>> Begin DATASET CONTENT

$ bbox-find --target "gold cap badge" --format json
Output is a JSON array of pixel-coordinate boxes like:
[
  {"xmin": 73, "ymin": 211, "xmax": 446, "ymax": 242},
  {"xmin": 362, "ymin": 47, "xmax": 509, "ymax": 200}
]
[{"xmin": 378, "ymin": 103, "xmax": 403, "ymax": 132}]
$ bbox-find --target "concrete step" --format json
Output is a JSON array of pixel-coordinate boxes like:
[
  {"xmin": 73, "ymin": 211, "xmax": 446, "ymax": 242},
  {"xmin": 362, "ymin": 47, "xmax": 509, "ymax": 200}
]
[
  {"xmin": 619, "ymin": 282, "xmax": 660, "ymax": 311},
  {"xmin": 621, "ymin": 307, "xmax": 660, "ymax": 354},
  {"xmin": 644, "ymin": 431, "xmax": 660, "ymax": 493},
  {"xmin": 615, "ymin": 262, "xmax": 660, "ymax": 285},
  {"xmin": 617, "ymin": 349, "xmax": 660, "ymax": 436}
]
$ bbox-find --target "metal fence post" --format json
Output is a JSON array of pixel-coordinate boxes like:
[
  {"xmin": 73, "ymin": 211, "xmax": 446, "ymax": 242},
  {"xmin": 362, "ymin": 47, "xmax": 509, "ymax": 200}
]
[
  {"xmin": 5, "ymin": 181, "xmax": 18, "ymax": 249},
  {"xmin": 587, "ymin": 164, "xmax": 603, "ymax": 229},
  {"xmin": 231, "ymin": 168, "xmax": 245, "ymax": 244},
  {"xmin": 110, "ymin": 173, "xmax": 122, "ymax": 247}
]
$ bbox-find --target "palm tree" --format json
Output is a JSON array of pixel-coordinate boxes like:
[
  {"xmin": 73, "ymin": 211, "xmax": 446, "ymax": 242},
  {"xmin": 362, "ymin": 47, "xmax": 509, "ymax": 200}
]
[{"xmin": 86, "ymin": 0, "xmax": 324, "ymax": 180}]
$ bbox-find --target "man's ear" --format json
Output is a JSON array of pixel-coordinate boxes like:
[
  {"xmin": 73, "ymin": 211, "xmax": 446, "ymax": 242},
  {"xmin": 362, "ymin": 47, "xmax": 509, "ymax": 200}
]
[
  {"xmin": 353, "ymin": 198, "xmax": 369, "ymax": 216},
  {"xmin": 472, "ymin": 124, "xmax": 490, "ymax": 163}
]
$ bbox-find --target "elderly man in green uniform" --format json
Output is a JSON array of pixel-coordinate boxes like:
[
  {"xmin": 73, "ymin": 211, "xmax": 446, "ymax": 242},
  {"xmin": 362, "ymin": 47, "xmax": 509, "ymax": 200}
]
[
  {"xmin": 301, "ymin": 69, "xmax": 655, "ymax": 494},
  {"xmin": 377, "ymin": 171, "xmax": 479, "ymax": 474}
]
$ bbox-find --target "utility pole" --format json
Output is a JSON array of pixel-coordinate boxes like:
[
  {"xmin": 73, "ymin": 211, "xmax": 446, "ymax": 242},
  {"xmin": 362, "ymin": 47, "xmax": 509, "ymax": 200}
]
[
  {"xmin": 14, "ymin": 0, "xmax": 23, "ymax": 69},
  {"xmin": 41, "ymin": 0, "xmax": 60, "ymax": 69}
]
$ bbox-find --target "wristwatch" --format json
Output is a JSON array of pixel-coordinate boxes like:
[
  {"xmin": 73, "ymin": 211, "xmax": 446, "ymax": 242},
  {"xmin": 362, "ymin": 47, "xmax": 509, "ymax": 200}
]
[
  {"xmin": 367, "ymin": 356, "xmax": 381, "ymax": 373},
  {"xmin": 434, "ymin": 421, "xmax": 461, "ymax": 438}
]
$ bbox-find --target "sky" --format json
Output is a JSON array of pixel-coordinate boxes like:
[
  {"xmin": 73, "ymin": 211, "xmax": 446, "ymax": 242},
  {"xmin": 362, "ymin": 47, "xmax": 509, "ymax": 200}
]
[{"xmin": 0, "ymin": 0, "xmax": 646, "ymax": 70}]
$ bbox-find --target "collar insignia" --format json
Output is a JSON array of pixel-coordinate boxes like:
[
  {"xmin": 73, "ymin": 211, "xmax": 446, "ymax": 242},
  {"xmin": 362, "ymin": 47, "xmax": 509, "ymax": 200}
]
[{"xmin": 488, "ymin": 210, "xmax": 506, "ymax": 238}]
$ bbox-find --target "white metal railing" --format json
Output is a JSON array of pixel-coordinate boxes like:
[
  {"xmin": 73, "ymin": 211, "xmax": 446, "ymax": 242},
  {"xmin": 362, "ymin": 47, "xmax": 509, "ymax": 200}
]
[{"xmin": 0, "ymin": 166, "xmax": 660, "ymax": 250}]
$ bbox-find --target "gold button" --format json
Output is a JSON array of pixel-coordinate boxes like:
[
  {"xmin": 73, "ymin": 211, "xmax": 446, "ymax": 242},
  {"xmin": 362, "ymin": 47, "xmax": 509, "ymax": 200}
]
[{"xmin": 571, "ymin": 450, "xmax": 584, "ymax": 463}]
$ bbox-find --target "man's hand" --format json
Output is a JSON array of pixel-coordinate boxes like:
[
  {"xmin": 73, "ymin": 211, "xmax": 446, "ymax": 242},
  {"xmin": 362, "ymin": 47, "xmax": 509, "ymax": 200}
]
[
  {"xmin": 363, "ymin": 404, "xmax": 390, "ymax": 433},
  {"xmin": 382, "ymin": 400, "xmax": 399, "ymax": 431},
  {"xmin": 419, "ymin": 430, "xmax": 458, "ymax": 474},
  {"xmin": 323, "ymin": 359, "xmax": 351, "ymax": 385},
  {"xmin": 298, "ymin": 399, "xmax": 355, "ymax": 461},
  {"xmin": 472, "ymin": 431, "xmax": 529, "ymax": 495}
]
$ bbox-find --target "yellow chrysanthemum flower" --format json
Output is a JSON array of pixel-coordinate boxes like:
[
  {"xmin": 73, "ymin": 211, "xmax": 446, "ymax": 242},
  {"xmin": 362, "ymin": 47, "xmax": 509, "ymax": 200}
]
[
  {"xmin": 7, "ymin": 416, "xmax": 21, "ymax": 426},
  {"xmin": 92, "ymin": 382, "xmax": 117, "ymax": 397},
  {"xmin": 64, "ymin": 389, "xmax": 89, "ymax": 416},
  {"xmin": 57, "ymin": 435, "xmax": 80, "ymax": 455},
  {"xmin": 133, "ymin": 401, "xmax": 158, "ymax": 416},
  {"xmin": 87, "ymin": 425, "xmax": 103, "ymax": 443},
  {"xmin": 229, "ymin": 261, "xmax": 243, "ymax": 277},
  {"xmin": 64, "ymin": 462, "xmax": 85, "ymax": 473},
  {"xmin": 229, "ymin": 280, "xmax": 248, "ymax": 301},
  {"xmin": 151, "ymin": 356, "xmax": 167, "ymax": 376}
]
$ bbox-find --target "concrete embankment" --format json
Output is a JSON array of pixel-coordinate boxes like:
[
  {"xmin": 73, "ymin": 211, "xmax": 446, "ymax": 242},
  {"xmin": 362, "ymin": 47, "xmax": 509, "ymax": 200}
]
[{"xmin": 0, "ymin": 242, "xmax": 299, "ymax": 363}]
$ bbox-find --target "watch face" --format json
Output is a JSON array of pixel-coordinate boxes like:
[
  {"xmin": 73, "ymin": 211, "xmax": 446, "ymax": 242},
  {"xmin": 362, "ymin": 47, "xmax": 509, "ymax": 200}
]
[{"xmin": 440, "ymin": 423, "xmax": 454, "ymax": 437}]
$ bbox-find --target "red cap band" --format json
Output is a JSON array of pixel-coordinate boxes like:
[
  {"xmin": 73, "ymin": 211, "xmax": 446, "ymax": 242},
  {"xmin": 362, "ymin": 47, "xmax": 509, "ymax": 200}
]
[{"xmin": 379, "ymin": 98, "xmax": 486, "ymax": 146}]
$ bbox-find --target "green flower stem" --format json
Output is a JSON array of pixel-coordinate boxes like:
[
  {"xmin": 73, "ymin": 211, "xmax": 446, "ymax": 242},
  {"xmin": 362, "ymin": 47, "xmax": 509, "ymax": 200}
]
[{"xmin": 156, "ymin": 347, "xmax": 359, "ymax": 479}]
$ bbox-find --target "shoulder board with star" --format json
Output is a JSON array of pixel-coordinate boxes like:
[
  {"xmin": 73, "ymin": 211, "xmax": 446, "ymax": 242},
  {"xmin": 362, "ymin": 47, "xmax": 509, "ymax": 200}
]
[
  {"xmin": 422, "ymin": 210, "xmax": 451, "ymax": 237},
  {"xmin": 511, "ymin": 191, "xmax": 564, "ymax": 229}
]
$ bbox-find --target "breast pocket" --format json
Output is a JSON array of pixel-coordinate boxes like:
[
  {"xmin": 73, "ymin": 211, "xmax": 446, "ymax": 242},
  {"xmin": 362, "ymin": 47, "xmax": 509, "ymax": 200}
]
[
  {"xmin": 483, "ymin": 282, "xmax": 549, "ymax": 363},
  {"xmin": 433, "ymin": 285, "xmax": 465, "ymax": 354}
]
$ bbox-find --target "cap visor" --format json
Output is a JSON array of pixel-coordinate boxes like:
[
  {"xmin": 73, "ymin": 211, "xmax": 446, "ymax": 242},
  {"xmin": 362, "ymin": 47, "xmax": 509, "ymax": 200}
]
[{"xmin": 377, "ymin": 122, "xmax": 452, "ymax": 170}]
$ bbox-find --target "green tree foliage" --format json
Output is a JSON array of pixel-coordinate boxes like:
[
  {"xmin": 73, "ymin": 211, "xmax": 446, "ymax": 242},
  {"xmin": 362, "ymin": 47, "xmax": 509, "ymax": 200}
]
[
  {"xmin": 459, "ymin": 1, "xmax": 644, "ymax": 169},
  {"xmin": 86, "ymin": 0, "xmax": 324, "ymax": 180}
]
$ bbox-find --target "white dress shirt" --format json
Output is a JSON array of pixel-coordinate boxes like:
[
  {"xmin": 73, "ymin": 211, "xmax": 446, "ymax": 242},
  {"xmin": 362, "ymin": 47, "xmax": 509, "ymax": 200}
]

>> End DATASET CONTENT

* **GIVEN TASK**:
Locate every line in the rows above that contains the word "tree" and copy each of those lines.

* **RESPONSE TO THIS EXERCISE**:
$ bbox-find --target "palm tree" --format json
$ bbox-find --target "green tree foliage" --format json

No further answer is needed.